▶ **EXCERPTED PASSAGE**
######
Jesus said of God’s word, “Thy word is truth.” (John 17:17) God’s word is the absolute truth about our lives and how they’re to be lived - about what is right and what is wrong - and what God expects of us. Today, amid all the confusion of our society, we desperately need God’s truth - His word - to govern our lives.

We could sit here for hours talking about God’s word. And, I could present reason after reason - proof after proof - of why God’s word is God’s word. But, the bottom line is that at some point we need to receive God’s word.

That’s the way the Thessalonian Christians experienced it. Paul began to teach and share with them. And, as he spoke to them they were conscious that what they were hearing was far more than just the words of Paul - the words of another of man’s philosophies or ideas about life. They were hearing the word of God - and they received it.

Second statement we want to focus on - in verse 13 - notice that the Thessalonians not only received God’s word but they also ACCEPTED GOD’S WORD.

Many people today - even Christians - look at themselves the same way travel brochures describe San Francisco - you know those tourist booklets with pictures that are in hotel lobbies. Have you ever read through a travel brochure of San Francisco?

I’ll tell you what you won’t find in it. You’ll never find a paragraph that says, "Although it is one of the most beautiful cities in the world, San Francisco has a huge homeless population. You can drive almost anywhere and see people living in squalor, misery, hunger and heartache. This city is also noted as one of the most immoral cities in the world.”

We probably won’t find that in a travel brochure. Instead they talk about the Golden Gate Bridge, the beauty of the Bay, the wonder of the redwood trees, and the glories of the history of San Francisco, while they ignore the hurt and the heartache.

God’s word speaks the truth about what is really going on in our hearts. Outwardly we may be the most beautifully moral and upright person - for years a devoted - faithful attendee and supporter of the church. But, inwardly we can live in sin and fear and guilt and heartache.

Hebrews 4:12 says, “For the word of God is living and active and sharper than any two-edged sword , and piercing as far as the division of soul and spirit, of both joints and marrow, and able to judge the thoughts and intentions of the heart.” The word of God cuts to the deepest part of who we are. It exposes our sin and demands change. Like salt poured into an open wound, that hurts. It offends our pride and intellect.

It would be so easy to get up on Sunday morning - get dressed - drive to church - and bypass the Service of Worship - going straight to the Coffee Hour - just avoid church altogether. We could avoid going to Bible study or avoid spending time personally reading and studying God’s word. Maybe that’s easier. When we come inside - we experience God’s presence - hear God’s word - and if we’re honest with ourselves - we need to change. We all need to change. And change is hard.

To accept God’s word means that we allow it to examine our hearts and to allow God to use His word to bring change to our lives. Hard? Yes. But, that leads to the victorious life.

2 Timothy 3:16 and 17 tell us that the word of God is “profitable for teaching, for reproof, for correction, for training in righteousness; so that the man - or woman - of God may be adequate, equipped for every good work.” That’s victory in life.
######
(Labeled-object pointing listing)
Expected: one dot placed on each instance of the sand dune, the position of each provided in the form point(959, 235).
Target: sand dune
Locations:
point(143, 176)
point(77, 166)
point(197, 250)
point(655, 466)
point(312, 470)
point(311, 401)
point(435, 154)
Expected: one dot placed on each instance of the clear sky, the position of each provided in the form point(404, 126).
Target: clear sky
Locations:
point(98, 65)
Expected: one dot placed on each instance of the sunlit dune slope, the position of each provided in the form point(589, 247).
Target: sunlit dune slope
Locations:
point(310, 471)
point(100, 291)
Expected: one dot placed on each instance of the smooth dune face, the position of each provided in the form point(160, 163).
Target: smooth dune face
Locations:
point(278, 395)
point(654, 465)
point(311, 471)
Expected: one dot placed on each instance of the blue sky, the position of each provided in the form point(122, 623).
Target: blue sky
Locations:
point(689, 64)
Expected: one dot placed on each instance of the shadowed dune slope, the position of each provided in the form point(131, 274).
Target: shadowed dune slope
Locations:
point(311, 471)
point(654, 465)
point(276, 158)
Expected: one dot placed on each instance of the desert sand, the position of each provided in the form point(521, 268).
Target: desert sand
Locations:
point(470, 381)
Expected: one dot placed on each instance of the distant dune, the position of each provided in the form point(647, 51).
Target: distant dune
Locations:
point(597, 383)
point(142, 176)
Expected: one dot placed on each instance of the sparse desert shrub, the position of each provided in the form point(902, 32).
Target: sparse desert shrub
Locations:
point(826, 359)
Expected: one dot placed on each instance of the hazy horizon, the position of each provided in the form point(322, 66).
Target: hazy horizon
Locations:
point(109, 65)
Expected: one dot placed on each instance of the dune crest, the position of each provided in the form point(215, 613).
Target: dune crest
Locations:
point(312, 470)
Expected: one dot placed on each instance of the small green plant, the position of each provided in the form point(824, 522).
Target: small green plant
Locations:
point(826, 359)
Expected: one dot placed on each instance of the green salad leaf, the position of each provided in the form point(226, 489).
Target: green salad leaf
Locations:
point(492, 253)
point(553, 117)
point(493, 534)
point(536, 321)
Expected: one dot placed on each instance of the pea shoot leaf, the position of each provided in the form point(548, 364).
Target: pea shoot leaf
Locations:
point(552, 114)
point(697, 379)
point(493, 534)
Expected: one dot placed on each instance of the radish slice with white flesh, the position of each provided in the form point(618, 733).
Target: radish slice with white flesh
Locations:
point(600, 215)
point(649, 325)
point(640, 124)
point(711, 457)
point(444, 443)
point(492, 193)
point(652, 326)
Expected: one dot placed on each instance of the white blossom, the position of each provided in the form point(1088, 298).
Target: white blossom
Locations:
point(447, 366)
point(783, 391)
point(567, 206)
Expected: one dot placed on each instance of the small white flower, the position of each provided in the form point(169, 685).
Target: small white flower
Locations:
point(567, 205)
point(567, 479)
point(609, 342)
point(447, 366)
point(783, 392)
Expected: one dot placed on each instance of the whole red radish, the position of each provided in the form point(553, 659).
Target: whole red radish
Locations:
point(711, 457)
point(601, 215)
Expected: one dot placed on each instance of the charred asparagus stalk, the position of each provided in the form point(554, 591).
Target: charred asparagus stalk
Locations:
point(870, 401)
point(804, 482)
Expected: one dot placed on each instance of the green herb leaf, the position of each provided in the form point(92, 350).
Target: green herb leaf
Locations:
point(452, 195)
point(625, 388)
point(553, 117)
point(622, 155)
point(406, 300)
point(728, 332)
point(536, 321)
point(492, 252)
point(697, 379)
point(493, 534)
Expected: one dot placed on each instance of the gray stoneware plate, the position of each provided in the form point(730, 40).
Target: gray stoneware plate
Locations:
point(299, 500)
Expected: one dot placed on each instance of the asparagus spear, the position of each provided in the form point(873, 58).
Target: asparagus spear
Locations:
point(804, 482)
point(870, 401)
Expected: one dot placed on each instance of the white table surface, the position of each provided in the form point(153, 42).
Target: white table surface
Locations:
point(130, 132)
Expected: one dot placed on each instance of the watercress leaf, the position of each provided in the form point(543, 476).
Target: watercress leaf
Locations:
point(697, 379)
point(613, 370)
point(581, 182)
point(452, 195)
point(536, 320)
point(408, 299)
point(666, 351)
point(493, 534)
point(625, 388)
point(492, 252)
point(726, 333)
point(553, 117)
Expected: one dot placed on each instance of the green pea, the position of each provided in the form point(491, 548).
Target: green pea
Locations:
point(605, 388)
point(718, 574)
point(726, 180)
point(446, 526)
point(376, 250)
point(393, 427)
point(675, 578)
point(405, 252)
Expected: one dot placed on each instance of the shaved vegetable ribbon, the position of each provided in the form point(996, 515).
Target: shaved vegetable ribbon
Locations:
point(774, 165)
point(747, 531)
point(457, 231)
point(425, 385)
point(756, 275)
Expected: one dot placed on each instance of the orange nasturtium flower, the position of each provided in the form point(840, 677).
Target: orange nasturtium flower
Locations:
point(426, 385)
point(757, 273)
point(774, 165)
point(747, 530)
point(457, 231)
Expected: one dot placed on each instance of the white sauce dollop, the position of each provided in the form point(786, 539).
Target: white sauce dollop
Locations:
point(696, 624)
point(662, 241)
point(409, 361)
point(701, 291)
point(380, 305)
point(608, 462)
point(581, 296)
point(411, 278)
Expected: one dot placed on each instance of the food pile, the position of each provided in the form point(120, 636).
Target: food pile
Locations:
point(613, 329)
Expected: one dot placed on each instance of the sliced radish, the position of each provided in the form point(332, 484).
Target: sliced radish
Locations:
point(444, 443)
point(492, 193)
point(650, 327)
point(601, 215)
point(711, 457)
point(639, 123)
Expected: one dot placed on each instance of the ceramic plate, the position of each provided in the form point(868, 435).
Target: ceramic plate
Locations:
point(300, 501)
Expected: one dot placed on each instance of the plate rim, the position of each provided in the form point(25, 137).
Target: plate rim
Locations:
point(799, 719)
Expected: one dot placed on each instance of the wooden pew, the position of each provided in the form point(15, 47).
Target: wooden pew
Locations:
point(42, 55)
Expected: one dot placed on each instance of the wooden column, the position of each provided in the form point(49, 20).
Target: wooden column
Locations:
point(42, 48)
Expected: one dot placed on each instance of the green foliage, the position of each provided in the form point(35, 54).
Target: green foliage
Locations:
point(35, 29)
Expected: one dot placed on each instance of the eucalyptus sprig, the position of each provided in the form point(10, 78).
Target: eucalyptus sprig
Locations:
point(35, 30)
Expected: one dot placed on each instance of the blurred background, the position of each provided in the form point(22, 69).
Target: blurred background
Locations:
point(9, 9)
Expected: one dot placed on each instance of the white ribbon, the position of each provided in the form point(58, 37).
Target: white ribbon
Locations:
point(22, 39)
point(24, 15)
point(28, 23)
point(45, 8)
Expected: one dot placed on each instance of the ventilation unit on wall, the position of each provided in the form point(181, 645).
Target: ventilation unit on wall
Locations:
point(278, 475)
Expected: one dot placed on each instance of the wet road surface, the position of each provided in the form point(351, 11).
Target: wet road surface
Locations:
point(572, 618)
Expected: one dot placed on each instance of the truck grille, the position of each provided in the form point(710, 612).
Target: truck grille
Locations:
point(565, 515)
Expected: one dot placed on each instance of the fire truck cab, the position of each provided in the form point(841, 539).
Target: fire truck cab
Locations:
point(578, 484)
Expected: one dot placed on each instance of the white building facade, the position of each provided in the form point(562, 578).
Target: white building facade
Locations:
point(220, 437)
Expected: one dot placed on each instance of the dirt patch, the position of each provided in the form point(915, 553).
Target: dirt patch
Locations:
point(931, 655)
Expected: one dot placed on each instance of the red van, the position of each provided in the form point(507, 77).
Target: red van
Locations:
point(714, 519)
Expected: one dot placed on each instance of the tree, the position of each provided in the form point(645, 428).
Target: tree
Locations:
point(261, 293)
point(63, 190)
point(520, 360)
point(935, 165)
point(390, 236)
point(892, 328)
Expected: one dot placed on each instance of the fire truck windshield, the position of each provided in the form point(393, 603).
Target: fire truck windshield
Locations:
######
▶ **GIVEN PROBLEM 1**
Which verse does the sermon excerpt quote to describe God's word as "sharper than any two-edged sword"?
▶ **GIVEN PROBLEM 2**
Carry on the sermon excerpt from its last sentence.

▶ **TASK RESULT 1**
Hebrews 4:12

▶ **TASK RESULT 2**
Third statement that we want to focus on - going on in 1 Thessalonians - Paul writes in verse 13 - you received God’s word - you accepted God’s word - so that it “performs its work in you who believe.” GOD’S WORD IS PRODUCING A CHANGE IN YOUR LIVES.

Most of us are familiar with the story of “The Mutiny on the Bounty.” In the 19th century - mutineers took over the ship HMS Bounty - set their captain - Captain Bligh - adrift in a lifeboat - and ended up finally on Pitcairn Island - in the South Pacific. We don’t often hear much about what happened to them after they landed. For the most part, these mutineers were rough - tough - godless sailors. Together with the wives they brought with them from Tahiti, they spent their days on Pitcairn drinking - gambling - swapping wives - fighting with each other. All this led to murders and suicides. In 1808 when the island was rediscovered by the American ship Topaz - living on the island were the descendants of the mutineers and only one lone surviving mutineer - John Adams.

John Adams - when he left England aboard the Bounty - had been known as “Reckless Jack.” He was a thief - a criminal - who had learned to survive on the streets of London. Adams was one of the most active mutineers - part of the group that seized Captain Bligh.

But on Pitcairn Island - rummaging through his trunk one day - he found a Bible that his mother had put there. He began to read it, and soon it changed his life. When that island as rediscovered in 1808 John Adams was known to be kindly, wise, deeply religious - the moral leader of the islanders. On Pitcairn - because John Adams began to teach God’s word to others - there was no jail because they had no crime. They loved God and they loved each other. God’s word had totally changed their lives and their society.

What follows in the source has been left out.